• _REQUIREMENT_:
Reproduce word for word the lines of the listing below, beginning with the line that contains "# Mark every coastline with a bounding box" and continuing through the line that contains "[0,119,171,185]", with both of those lines included. Give only those lines.

(Entries from an annotation dataset)
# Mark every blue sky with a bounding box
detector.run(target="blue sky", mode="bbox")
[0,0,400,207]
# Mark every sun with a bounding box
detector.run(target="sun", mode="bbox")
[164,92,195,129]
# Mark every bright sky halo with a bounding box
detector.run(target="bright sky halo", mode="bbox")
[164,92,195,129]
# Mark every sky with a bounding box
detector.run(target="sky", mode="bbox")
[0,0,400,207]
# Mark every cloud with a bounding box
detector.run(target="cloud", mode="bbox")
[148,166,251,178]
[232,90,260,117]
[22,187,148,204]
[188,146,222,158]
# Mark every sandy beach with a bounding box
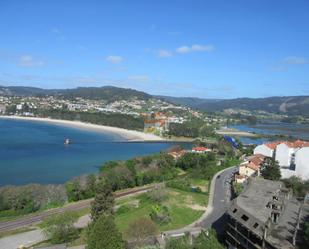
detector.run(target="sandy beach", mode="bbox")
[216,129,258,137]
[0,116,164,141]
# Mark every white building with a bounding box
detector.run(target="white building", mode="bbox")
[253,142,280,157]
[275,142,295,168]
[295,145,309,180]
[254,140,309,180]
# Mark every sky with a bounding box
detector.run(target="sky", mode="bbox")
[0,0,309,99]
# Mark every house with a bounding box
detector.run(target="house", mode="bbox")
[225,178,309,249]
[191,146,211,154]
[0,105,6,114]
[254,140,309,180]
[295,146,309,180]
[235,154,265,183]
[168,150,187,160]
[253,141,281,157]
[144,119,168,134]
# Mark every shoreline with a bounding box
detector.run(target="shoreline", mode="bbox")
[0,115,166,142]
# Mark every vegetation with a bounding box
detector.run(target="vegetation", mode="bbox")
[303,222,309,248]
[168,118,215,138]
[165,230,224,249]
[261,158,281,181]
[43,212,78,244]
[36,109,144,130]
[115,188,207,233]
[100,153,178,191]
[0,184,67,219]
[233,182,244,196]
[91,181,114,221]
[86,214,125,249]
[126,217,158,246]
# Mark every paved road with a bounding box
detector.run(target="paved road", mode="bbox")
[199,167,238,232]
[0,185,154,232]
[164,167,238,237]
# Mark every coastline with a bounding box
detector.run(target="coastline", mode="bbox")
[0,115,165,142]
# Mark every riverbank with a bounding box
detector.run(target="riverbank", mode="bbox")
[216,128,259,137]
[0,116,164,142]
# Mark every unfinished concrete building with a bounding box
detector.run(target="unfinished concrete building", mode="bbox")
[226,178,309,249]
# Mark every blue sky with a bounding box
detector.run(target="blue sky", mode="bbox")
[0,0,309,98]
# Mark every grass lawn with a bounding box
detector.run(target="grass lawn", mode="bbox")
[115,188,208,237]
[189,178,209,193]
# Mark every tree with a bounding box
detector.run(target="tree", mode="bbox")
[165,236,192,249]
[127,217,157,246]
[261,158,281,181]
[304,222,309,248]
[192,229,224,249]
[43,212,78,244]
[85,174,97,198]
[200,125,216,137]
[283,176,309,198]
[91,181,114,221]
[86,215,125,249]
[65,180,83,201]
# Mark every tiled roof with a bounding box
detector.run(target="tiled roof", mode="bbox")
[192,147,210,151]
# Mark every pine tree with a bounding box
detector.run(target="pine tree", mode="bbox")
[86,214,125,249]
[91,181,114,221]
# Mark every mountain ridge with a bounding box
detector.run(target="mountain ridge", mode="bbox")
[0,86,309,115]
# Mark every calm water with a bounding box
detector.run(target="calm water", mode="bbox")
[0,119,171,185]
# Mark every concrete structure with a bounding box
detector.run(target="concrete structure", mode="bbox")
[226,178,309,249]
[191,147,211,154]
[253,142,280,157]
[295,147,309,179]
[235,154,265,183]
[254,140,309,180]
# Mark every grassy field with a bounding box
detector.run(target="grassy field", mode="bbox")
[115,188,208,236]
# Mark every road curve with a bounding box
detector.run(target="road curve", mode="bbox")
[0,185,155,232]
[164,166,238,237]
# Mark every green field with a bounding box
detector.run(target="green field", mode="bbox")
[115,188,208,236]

--

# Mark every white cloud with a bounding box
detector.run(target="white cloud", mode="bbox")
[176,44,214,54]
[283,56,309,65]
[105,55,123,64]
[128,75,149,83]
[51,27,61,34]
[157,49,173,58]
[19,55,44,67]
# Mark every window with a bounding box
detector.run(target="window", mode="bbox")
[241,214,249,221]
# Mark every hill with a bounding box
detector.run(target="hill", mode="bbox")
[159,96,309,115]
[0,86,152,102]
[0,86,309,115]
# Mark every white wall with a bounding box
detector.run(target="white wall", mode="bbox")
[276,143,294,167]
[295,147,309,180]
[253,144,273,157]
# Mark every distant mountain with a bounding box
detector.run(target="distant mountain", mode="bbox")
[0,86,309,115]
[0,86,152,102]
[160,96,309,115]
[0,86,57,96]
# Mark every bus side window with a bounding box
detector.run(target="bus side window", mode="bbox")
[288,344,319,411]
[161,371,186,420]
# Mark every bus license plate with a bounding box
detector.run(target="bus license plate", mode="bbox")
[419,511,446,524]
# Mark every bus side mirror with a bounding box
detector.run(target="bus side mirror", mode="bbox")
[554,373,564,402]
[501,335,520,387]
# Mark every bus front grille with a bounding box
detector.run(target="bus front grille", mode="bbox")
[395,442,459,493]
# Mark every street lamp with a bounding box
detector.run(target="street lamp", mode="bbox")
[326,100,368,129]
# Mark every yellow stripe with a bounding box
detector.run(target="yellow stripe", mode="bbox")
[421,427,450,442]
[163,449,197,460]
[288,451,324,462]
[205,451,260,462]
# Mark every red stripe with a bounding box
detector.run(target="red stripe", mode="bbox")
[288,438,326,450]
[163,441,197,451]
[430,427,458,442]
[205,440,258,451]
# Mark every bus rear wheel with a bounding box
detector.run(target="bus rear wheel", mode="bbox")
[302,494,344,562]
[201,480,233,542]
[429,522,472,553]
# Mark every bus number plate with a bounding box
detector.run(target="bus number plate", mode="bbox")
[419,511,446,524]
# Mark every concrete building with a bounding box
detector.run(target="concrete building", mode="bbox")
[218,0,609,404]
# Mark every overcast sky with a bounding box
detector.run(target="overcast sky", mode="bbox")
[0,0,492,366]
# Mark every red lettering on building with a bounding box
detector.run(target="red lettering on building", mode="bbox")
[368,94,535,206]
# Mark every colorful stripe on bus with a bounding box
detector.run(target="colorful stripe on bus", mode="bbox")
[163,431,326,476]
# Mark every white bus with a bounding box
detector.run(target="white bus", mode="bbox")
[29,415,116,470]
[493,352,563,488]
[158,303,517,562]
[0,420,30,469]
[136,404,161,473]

• _RESPONSE FOR THIS EXERCISE_:
# Mark every coastline with a bounding box
detector.run(target="coastline", mode="bbox")
[0,115,165,142]
# Mark every riverbank with a bounding box
detector.run(target="riverbank", mode="bbox")
[216,128,259,137]
[0,116,164,142]
# Mark every unfinished concrete building with a bounding box
detector.run(target="unfinished concrete building", mode="bbox")
[226,178,309,249]
# Mark every blue sky with a bounding box
detector.run(target="blue sky", mode="bbox")
[0,0,309,98]
# Mark every grass lawn with a bounding box
detector.run(target="grass lawn", mode="bbox")
[115,188,208,237]
[189,178,209,193]
# Mark every tree with a bounding box
detector.run(target="tree", mode="bbox")
[165,236,192,249]
[127,217,157,246]
[261,158,281,181]
[304,222,309,248]
[192,229,224,249]
[43,212,78,244]
[85,174,97,198]
[200,125,216,137]
[283,176,309,198]
[91,181,114,221]
[86,215,125,249]
[65,180,83,201]
# Mark every tiled roof with a bounding box
detector.run(target="tiled roof", mode="bbox")
[192,147,210,151]
# Mark every pine tree with a bounding box
detector.run(target="pine tree", mode="bbox")
[86,214,125,249]
[91,181,114,221]
# Mark every mountain ridge with a bounding box
detector.run(target="mountain ridge", mode="bbox")
[0,86,309,115]
# Mark every calm water with a bounding box
detector.run(target="calm water", mode="bbox")
[0,119,171,185]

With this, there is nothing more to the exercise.